> _Text shown_
A secure network address translation (SNAT) is a BIG-IP® Local Traffic ManagerTM feature that translates the source IP address within a connection to a BIG-IP system IP address that you define. The destination node then uses that new source address as its destination address when responding to the request.
For inbound connections, that is, connections initiated by a client node, SNATs ensure that server nodes always send responses back through the BIG-IP system, when the servers default route would not normally do so. Because a SNAT causes the server to send the response back through the BIG-IP system, the client sees that the response came from the address to which the client sent the request, and consequently accepts the response.
For outbound connections, that is, connections initiated by a server node, SNATs ensure that the internal IP address of the server node remains hidden to an external host when the server initiates a connection to that host.
To configure and manage SNATs, log in to the BIG-IP Configuration utility, and on the Main tab, expand Local Traffic, and click SNATs.
You can map multiple original addresses to a single translation address. You can even map all node addresses on your network to a single public IP address, in a single SNAT object.
By default, SNATs support UDP and TCP only. This makes a SNAT more secure than a NAT.
Local Traffic Manager tracks SNAT connections, which, in turn, allows SNATs and virtual servers to use the same public IP addresses.
You must explicitly enable a NAT on the internal VLAN where the internal nodes traffic arrives on the BIG-IP system.
Table 16.2 shows the settings that you can configure for a SNAT. Following the table are detailed descriptions of each setting.
Depending on the value selected, specifies an individual IP address, a SNAT pool name, or the Automap option. Possible values are: IP Address, SNAT Pool, or Automap.
Specifies the original IP addresses to which you want to map a translation address or pool of translation or self IP addresses. Possible values are All Addresses or Address List.
Table 16.3 lists and describes the properties of a translation address.
The state of the translation address, that is, enabled or disabled. If set to disabled, the translation address is not used to initiate a connection.
A limit on the number of connections a translation address must reach before it no longer initiates a connection. The default value of 0 indicates that the setting is disabled.
TCP Idle Timeout
A timer that defines the number of seconds that TCP connections initiated using a SNAT address are allowed to remain idle before being automatically disconnected. Possible values are Indefinite or Specify.
UDP Idle Timeout
A timer that defines the number of seconds that UDP connections initiated using a SNAT address are allowed to remain idle before being automatically disconnected. Possible values are Indefinite or Specify.
A timer that defines the number of seconds that IP connections initiated using a SNAT address are allowed to remain idle before being automatically disconnected. Possible values are Indefinite or Specify.
The list of IP addresses that you want to include in SNAT pool. If the IP addresses that you add are not already designated as translation addresses, the BIG-IP system automatically designates them as such and assigns them the appropriate properties with their default values. This setting is required.
In the most common client-server network configuration, Local Traffic Managers standard address translation mechanism ensures that server responses return to the client through the BIG-IP system, thereby reversing the original destination IP address translation. This typical network configuration is as follows:
However, there are atypical network configurations in which the standard BIG-IP system address translation sequence by itself does not ensure that server responses use the required return path. Examples of these atypical configurations are:
When clients and servers are on the same network
If you want to load balance requests to server nodes that are on the same network as the client nodes, you can create a SNAT so that server responses are sent back through the virtual server, rather than directly from the server node to the client node. Otherwise, problems can occur such as the client rejecting the response because the source of the response does not match the destination of the request. Known as virtual server bounceback, this SNAT configuration causes the source of the response to match the destination of the request, thus ensuring that the client node accepts the response. You can use this kind of configuration when you want to load balance requests from web servers to application servers on the same network.

> _Extracted records_
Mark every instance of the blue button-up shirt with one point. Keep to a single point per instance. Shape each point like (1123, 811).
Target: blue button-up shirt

---

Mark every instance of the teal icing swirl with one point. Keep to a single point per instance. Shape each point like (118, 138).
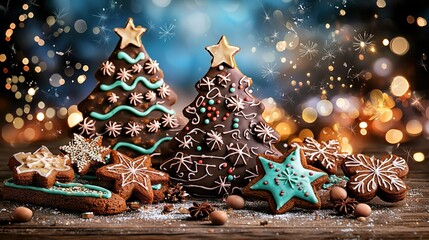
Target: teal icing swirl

> _Tasks_
1) Reproduce everything in the SNAT text from "Depending on the" down to "initiate a connection.".
2) Write the next part of the SNAT text, starting right after its final sentence.
The records have nothing to do with the SNAT text.

> _Results of the tasks_
1)
Depending on the value selected, specifies an individual IP address, a SNAT pool name, or the Automap option. Possible values are: IP Address, SNAT Pool, or Automap.
Specifies the original IP addresses to which you want to map a translation address or pool of translation or self IP addresses. Possible values are All Addresses or Address List.
Table 16.3 lists and describes the properties of a translation address.
The state of the translation address, that is, enabled or disabled. If set to disabled, the translation address is not used to initiate a connection.

2)
When the default gateway of the server node is not the BIG-IP system
For various reasons, the server nodes default route cannot always be defined to be a route back through the BIG-IP system. Again, this can cause problems such as the client rejecting the response because the source of the response does not match the destination of the request.The solution is to create a SNAT. When Local Traffic Manager then translates the client nodes source IP address in the request to the SNAT address, this causes the server node to use that SNAT address as its destination address when sending the response. This, in turn, forces the response to return to the client node through the BIG-IP system rather than through the server nodes default gateway.
When using the OneConnect feature
Local Traffic Manager OneConnectTM feature allows client requests to re-use idle server-side connections. Without a SNAT, the source IP address in the server-side connection remains the address of the client node that initially established the connection, regardless of which other client nodes re-use the connection. Although this is not an issue for traffic routing, you might find it confusing when examining various types of system output. A SNAT solves this problem.
Note: Using a SNAT for inbound connections can impact the availability of ephemeral ports. This can lead to the SNAT being unable to process additional connections until some source ports become available.
Figure 16.1 shows a typical problem for client-initiated connections when Local Traffic Manager is not defined as the servers default gateway, and you have not configured a SNAT for inbound traffic.
To prevent these problems, you can configure an inbound SNAT. An inbound SNAT translates the original client source IP address in a request to a BIG-IP system virtual server or BIG-IP system self IP address, forcing subsequent server response to return directly to Local Traffic Manager. When an inbound SNAT is configured on the system, Local Traffic Manager translates not only the destination IP address in the request (using the standard address translation mechanism), but also the source IP address in the request (using a SNAT).
Figure 16.2, shows that by configuring a SNAT, you ensure that the response returns through the BIG-IP system instead of through the default gateway, thus ensuring that the client can accept the server response.
When an internal server initiates a connection to an external host, a SNAT can translate the private, source IP addresses of one or more servers within the outgoing connection to a single, publicly-routable address. The external destination host can then use this public address as a destination address when sending the response. In this way, the private class IP addresses of the internal nodes remain hidden from the external host.
1.
Local Traffic Manager receives a packet from an original IP address (that is, an internal server with a private IP address) and checks to see if that source address is defined in a SNAT.
2.
If the original IP address is defined in a SNAT, Local Traffic Manager changes that source IP address to the translation address defined in the SNAT.
3.
Local Traffic Manager then sends the packet, with the SNAT translation address as the source address, to the destination host.
Figure 16.3 shows an example of an outgoing SNAT. In this example, Local Traffic Manager causes three internal nodes, with the IP addresses 172.16.20.4, 172.16.20.5, and 172.16.20.6, to advertise the public IP address 207.10.1.102 as the source IP address in the three outgoing connections.
When you create a SNAT, you map an original IP address to a translation address in one of several ways, depending on your needs:
You can use the SNAT automap feature.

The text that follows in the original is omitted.